Yves Petit, Université de Lorraine

RGPD : ces quatre lettres désignent le règlement général sur la protection des données entré en application le 25 mai 2018. Volumineux texte de 87 pages, il crée un cadre réglementaire global et unifié au niveau européen pour la protection des données à caractère personnel, qu’il définit comme « toute information se rapportant à une personne physique identifiée ou identifiable ». En dépit des nombreuses obligations qu’il impose, à la suite du scandale Cambridge Analytica, il a été qualifié de « très positif » par Mark Zuckerberg, le fondateur de Facebook.

Le RGPD participe de la volonté de la Commission européenne de créer un marché unique numérique et, plus largement, « une économie européenne fondée sur les données », parce que les technologies et les communications numériques sont devenues omniprésentes dans l’ensemble des aspects de la vie humaine. Les données personnelles sont, par conséquent, dorénavant essentielles pour la croissance économique, la création d’emplois ou encore le progrès sociétal.

Cette économie fondée sur les données – celles-ci apparaissant comme la monnaie de l’économie numérique – pourrait, selon la Commission, représenter 643 milliards d’euros d’ici 2020, soit 3,17 % du PIB global de l’UE. Ce chiffre permet de mieux mesurer les enjeux qui s’attachent à la protection des données à caractère personnel, pour les citoyens, les entreprises, mais également pour l’Union européenne et son fonctionnement.

L’enjeu de la protection des données à caractère personnel

Le règlement RGPD est symbolique de la place qu’accorde l’Union européenne à la protection des données en tant que droit fondamental. En effet, « Être européen, c’est avoir le droit de voir ses données à caractère personnel protégées par une législation forte, une législation européenne. […]. Car en Europe, la vie privée n’est pas un vain mot. C’est une question de dignité humaine ». Le premier alinéa de l’article 16 TFUE, qui reprend mot pour mot les termes de l’article 8-1 de la Charte des droits fondamentaux de l’UE, garantit à toute personne le « droit à la protection des données à caractère personnel la concernant ».

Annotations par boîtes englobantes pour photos
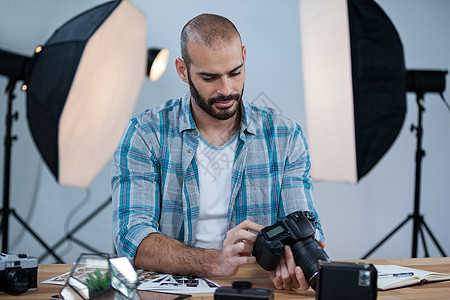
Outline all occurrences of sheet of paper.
[42,267,220,294]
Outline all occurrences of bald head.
[180,14,241,68]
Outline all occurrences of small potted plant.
[86,268,114,299]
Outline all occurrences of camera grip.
[253,238,284,271]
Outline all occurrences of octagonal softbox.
[300,0,406,183]
[25,1,147,187]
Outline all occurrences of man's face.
[188,38,245,120]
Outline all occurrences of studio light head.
[406,70,448,95]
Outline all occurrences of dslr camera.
[0,253,38,295]
[253,211,331,290]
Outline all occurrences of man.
[112,14,324,289]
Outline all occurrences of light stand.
[0,78,62,263]
[362,70,447,259]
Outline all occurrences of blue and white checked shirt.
[111,92,323,259]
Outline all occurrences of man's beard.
[188,76,244,120]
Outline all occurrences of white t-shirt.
[195,134,237,250]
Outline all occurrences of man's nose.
[217,76,233,96]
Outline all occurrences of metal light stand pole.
[0,78,63,263]
[362,92,447,259]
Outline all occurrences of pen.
[378,272,414,277]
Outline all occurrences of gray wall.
[0,0,450,263]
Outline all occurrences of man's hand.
[269,242,325,290]
[211,220,264,277]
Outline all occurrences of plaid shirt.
[111,92,323,258]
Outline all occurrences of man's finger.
[295,266,309,291]
[284,246,300,289]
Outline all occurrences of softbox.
[24,1,147,187]
[300,0,406,183]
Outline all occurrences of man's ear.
[175,57,189,84]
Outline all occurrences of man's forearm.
[134,233,220,277]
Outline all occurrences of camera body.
[0,253,38,295]
[214,281,274,300]
[316,261,378,300]
[253,211,330,290]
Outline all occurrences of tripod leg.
[419,220,430,257]
[361,215,412,259]
[11,209,63,264]
[422,220,447,257]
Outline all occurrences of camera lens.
[292,238,331,290]
[5,268,30,295]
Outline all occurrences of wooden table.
[0,257,450,300]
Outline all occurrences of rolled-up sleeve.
[281,125,324,241]
[111,119,161,259]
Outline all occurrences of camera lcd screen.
[266,226,284,239]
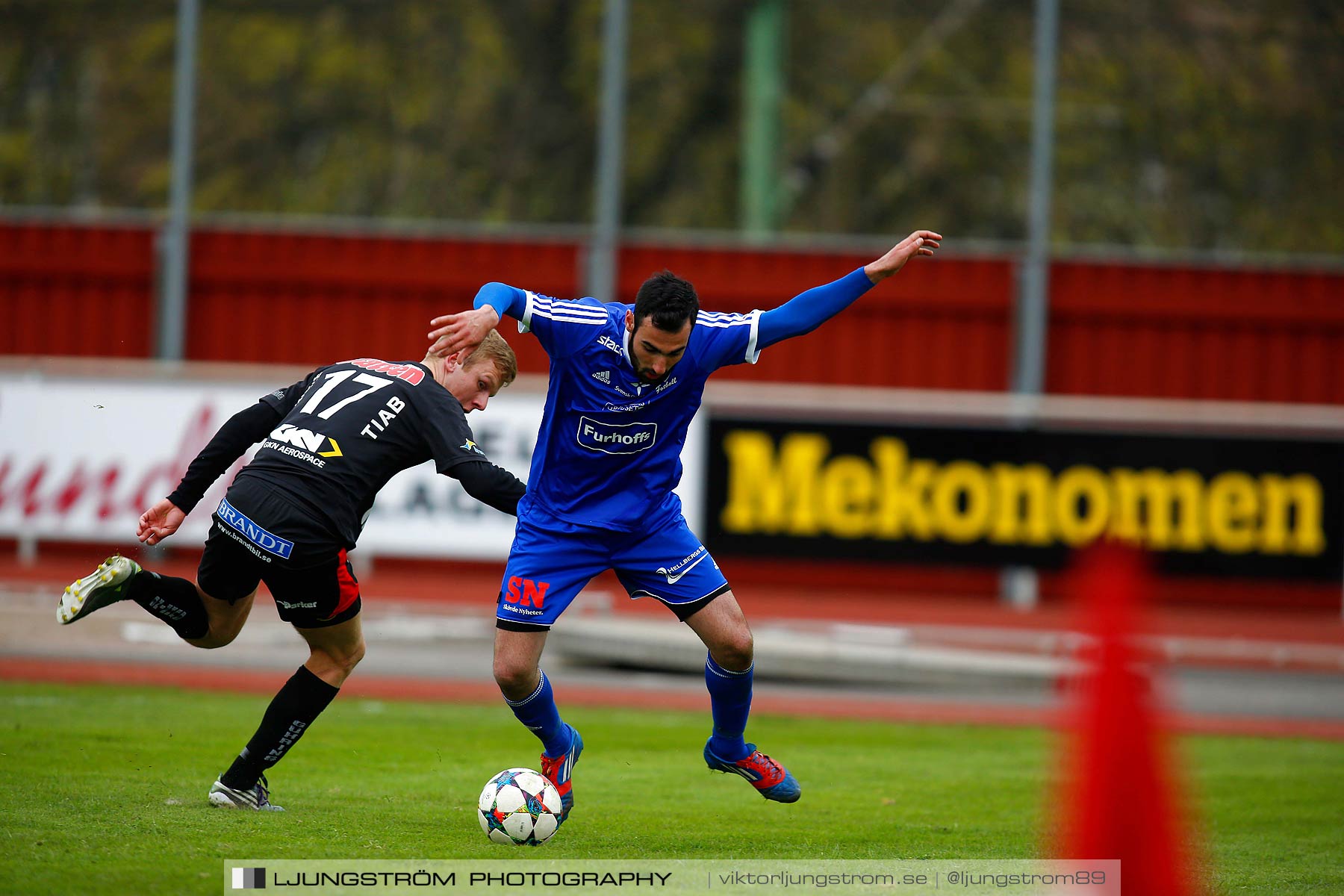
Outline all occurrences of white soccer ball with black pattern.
[476,768,561,846]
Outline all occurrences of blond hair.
[462,331,517,388]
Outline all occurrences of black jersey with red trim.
[237,358,494,548]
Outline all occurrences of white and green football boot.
[208,775,285,812]
[57,553,140,626]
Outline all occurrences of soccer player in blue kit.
[429,230,942,821]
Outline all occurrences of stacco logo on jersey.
[578,417,659,454]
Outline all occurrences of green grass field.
[0,682,1344,895]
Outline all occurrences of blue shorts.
[494,504,729,632]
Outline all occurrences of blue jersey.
[505,290,759,532]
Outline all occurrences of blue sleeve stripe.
[536,298,606,320]
[532,308,606,326]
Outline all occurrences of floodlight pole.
[1000,0,1059,610]
[155,0,200,361]
[586,0,630,302]
[738,0,786,239]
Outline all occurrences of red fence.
[0,223,1344,607]
[0,223,1344,403]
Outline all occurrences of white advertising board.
[0,371,704,559]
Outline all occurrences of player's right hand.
[429,305,500,358]
[136,498,187,545]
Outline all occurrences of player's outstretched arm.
[756,230,942,348]
[136,498,187,545]
[863,230,942,284]
[429,282,527,358]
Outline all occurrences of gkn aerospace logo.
[261,423,343,467]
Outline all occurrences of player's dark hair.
[635,270,700,333]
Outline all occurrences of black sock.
[219,666,340,790]
[126,570,210,641]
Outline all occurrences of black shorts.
[196,482,360,629]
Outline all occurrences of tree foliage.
[0,0,1344,252]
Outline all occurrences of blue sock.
[504,672,570,756]
[704,657,756,762]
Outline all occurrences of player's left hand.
[136,498,187,545]
[429,305,500,358]
[863,230,942,284]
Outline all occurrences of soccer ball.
[476,768,561,846]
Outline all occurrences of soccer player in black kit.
[57,335,526,812]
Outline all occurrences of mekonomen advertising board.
[706,417,1344,579]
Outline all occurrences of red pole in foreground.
[1057,545,1199,896]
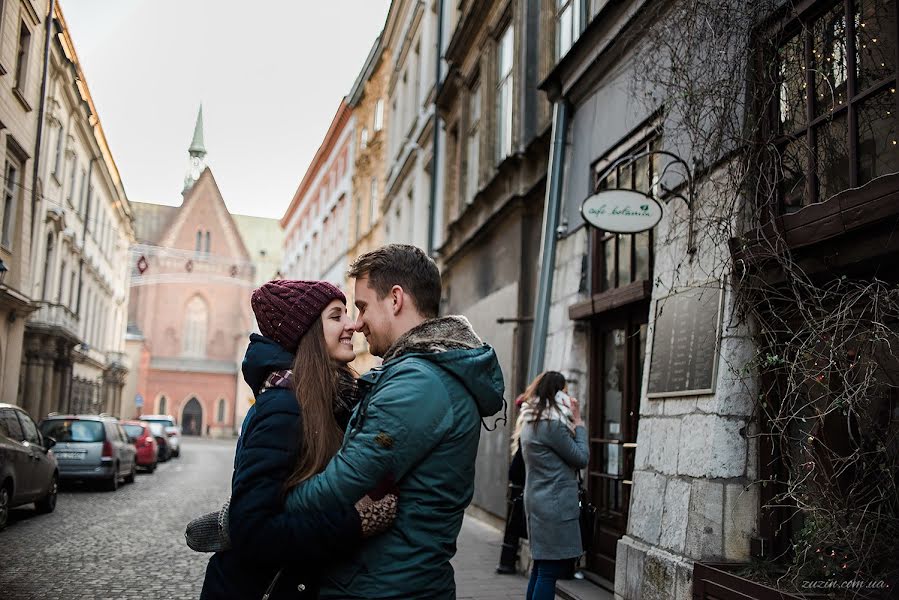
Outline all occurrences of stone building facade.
[281,100,355,288]
[0,0,47,404]
[345,35,390,373]
[128,117,256,436]
[436,0,554,517]
[19,4,134,418]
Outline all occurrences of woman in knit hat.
[199,280,396,599]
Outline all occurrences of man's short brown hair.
[347,244,442,318]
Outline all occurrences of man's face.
[356,277,394,356]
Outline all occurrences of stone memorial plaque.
[647,283,723,398]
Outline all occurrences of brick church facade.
[123,109,277,437]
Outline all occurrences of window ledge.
[12,87,32,112]
[731,173,899,260]
[568,279,652,321]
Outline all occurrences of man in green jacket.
[287,244,504,600]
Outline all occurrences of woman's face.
[322,300,356,364]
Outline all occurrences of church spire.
[187,104,206,158]
[181,104,206,195]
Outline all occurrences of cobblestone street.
[0,438,527,600]
[0,438,234,600]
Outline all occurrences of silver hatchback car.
[40,415,137,491]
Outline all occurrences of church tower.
[181,104,206,196]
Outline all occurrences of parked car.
[140,415,181,458]
[40,414,137,492]
[0,404,59,529]
[144,421,172,462]
[119,421,159,473]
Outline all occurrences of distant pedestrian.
[520,371,590,600]
[192,280,396,600]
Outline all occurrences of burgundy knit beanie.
[250,279,346,352]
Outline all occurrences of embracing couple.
[187,244,503,600]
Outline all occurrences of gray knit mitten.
[184,498,231,552]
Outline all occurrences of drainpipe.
[75,156,99,316]
[428,0,444,256]
[31,0,56,264]
[528,99,569,381]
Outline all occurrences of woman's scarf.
[518,392,575,436]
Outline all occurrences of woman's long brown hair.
[284,317,343,490]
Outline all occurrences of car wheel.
[34,475,59,514]
[103,465,119,492]
[125,463,137,483]
[0,485,10,529]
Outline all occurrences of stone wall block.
[659,479,690,553]
[657,396,696,415]
[685,479,724,560]
[674,562,693,600]
[634,417,657,471]
[677,415,746,478]
[724,483,759,561]
[710,337,758,416]
[640,549,675,600]
[628,471,666,544]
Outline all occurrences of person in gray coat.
[520,371,590,600]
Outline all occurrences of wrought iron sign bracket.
[596,150,696,257]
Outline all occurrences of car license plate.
[56,452,84,460]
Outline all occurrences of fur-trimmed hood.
[384,315,505,417]
[383,315,484,362]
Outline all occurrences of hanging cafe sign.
[581,150,696,254]
[581,190,662,233]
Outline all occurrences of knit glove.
[184,498,231,552]
[356,494,396,538]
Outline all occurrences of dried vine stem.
[621,0,899,597]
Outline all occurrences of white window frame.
[496,23,515,164]
[0,155,22,251]
[465,81,481,204]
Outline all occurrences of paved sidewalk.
[452,515,558,600]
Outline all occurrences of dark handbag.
[577,471,598,552]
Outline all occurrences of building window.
[66,158,78,206]
[56,261,66,304]
[373,98,384,131]
[465,83,481,204]
[68,269,75,311]
[182,296,209,358]
[53,123,66,181]
[13,23,31,93]
[2,157,21,248]
[368,177,378,228]
[555,0,581,60]
[496,24,514,163]
[593,138,658,292]
[770,0,899,213]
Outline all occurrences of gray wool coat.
[520,420,590,560]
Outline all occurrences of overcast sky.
[60,0,390,218]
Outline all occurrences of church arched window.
[181,296,209,357]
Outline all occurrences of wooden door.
[587,312,648,581]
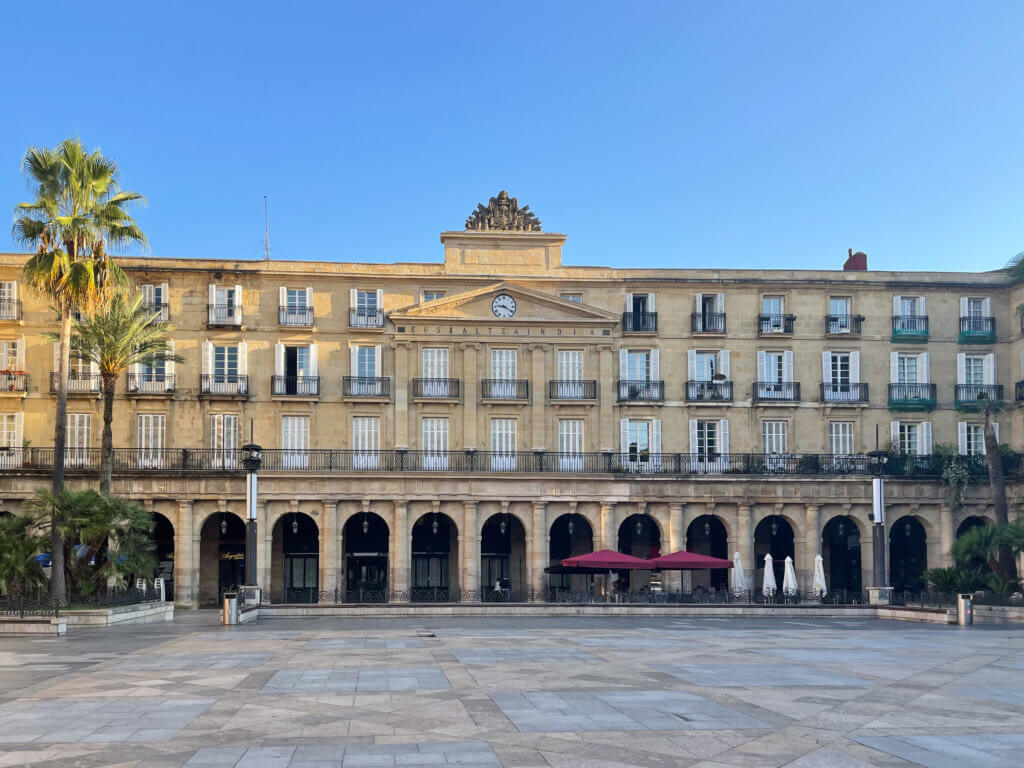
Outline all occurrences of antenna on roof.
[263,195,270,261]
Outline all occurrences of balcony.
[690,312,725,334]
[125,374,174,395]
[142,302,171,323]
[953,384,1002,413]
[278,306,313,328]
[686,381,732,402]
[0,371,29,392]
[956,317,995,344]
[754,381,800,402]
[821,383,867,406]
[623,312,657,334]
[825,314,864,336]
[889,384,936,413]
[270,376,319,397]
[199,374,249,399]
[341,376,391,400]
[206,304,242,328]
[890,314,928,343]
[50,373,99,396]
[758,314,797,336]
[413,379,461,400]
[480,379,529,400]
[618,379,665,402]
[0,300,22,321]
[548,379,597,400]
[348,309,384,329]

### Objectifs
1. Renvoyez sans aucune modification les lignes des rangées, en commençant par la ligne qui contient « Outline all occurrences of blue and » et en terminant par celle qui contient « [0,0,450,263] », ces deux lignes incluses.
2. Reprenez l'extrait sur le RGPD à partir de sa dernière phrase et poursuivez-le.

### Résultats
1.
Outline all occurrences of blue and white checked shirt.
[111,92,323,259]
Outline all occurrences of man's beard.
[188,76,244,120]
Outline all occurrences of white t-shirt.
[195,134,237,250]
Outline all occurrences of man's nose.
[217,76,233,96]
Outline all occurrences of metal light stand pole.
[0,78,63,263]
[362,92,447,259]
Outline all occurrences of pen.
[378,272,414,277]
Outline all occurrences of gray wall.
[0,0,450,263]

2.
Ce règlement, emblématique de la protection des données, est le premier volet d’un triptyque, car l’Union a entrepris de réviser en profondeur le cadre juridique de la protection des données, afin de le moderniser et d’entrer dans l’ère du numérique. Une directive « police », adoptée en 2016 – tout comme le RGPD – et devant être transposée par les États membres pour le 8 mai 2018, en constitue le deuxième volet. Elle contient des règles spécifiques sur la protection des données à caractère personnel et leur libre circulation dans les domaines de la coopération judiciaire en matière pénale et de la coopération policière.

Un troisième texte a été présenté au début de l’année 2017 : il s’agit d’une proposition de règlement « vie privée et communications électroniques », dont l’adoption a pour but de parachever la modernisation du cadre juridique européen en matière de protection des données entamée par le RGPD. Les communications électroniques constituant des données à caractère personnel, ce futur règlement apparaît complémentaire et comme une lex specialis par rapport au RGPD. Il se fonde à nouveau sur l’article 16 TFUE, ainsi que sur l’article 7 de la Charte des droits fondamentaux, qui consacre le droit de toute personne « au respect de sa vie privée et familiale, de son domicile et de ses communications ».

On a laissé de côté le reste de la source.